A block of data:

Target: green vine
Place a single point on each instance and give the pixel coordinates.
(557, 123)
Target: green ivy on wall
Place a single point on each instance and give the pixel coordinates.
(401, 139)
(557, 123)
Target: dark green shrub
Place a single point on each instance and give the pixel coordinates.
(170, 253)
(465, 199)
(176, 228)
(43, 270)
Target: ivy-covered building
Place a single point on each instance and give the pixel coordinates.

Task statement - Rewrite the listing above, substituting "Object" for every "Target" and leaving everything else unchanged.

The answer -
Object: green vine
Place a single point on each instance and give the pixel coordinates.
(557, 123)
Object: green ivy on wall
Place a single point on each instance and give the pixel coordinates.
(401, 139)
(557, 123)
Object: dark green shrub
Place a single point on each instance and give the pixel coordinates.
(170, 253)
(465, 199)
(176, 228)
(43, 270)
Object: ivy-covered building
Place a single point on each instance and give the pixel coordinates.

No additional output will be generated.